=== Section Start ===

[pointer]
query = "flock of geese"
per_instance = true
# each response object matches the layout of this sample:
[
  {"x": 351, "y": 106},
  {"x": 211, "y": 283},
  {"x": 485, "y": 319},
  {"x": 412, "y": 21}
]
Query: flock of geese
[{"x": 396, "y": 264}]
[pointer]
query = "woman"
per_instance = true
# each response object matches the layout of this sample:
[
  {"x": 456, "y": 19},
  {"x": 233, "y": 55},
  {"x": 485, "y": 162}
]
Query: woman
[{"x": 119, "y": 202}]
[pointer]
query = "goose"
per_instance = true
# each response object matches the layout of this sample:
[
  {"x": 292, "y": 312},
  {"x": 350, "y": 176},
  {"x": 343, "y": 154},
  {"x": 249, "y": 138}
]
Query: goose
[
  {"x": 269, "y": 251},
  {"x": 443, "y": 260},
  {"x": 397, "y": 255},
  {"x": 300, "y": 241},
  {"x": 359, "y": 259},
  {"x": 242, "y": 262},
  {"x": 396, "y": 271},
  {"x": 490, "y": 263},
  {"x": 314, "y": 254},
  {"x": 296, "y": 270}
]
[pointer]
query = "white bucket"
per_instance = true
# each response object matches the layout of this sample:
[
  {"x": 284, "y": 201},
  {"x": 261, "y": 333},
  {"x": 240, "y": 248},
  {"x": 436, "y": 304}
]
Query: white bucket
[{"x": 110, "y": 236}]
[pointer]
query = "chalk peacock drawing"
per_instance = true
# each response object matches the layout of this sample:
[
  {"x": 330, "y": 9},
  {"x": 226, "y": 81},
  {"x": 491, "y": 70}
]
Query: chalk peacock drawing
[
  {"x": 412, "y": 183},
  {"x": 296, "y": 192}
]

=== Section End ===

[YOUR TASK] A complete, exact copy of the material is the expected answer.

[WRITTEN ANSWER]
[pointer]
query = "flock of geese"
per_instance = true
# each response object matches the layout of this sample:
[
  {"x": 351, "y": 106},
  {"x": 211, "y": 283},
  {"x": 485, "y": 319},
  {"x": 412, "y": 21}
]
Query: flock of geese
[{"x": 396, "y": 264}]
[pointer]
query = "woman"
per_instance = true
# each response object matches the layout of this sample:
[
  {"x": 456, "y": 19},
  {"x": 233, "y": 55},
  {"x": 485, "y": 162}
]
Query: woman
[{"x": 119, "y": 202}]
[pointer]
query = "goose"
per_instance = true
# each response object matches the layout of this sample:
[
  {"x": 292, "y": 312},
  {"x": 350, "y": 176},
  {"x": 343, "y": 154},
  {"x": 249, "y": 138}
]
Query: goose
[
  {"x": 269, "y": 251},
  {"x": 443, "y": 260},
  {"x": 397, "y": 255},
  {"x": 300, "y": 241},
  {"x": 359, "y": 259},
  {"x": 242, "y": 262},
  {"x": 396, "y": 271},
  {"x": 490, "y": 263},
  {"x": 314, "y": 254},
  {"x": 296, "y": 270}
]
[pointer]
query = "white bucket"
per_instance = true
# each response object matches the layout of this sample:
[
  {"x": 284, "y": 201},
  {"x": 261, "y": 333},
  {"x": 240, "y": 248},
  {"x": 436, "y": 304}
]
Query: white bucket
[{"x": 110, "y": 236}]
[pointer]
query = "chalk peacock drawing"
per_instance = true
# each response object matches the layout of this sample:
[
  {"x": 330, "y": 9},
  {"x": 226, "y": 81},
  {"x": 491, "y": 70}
]
Query: chalk peacock drawing
[
  {"x": 412, "y": 183},
  {"x": 296, "y": 192}
]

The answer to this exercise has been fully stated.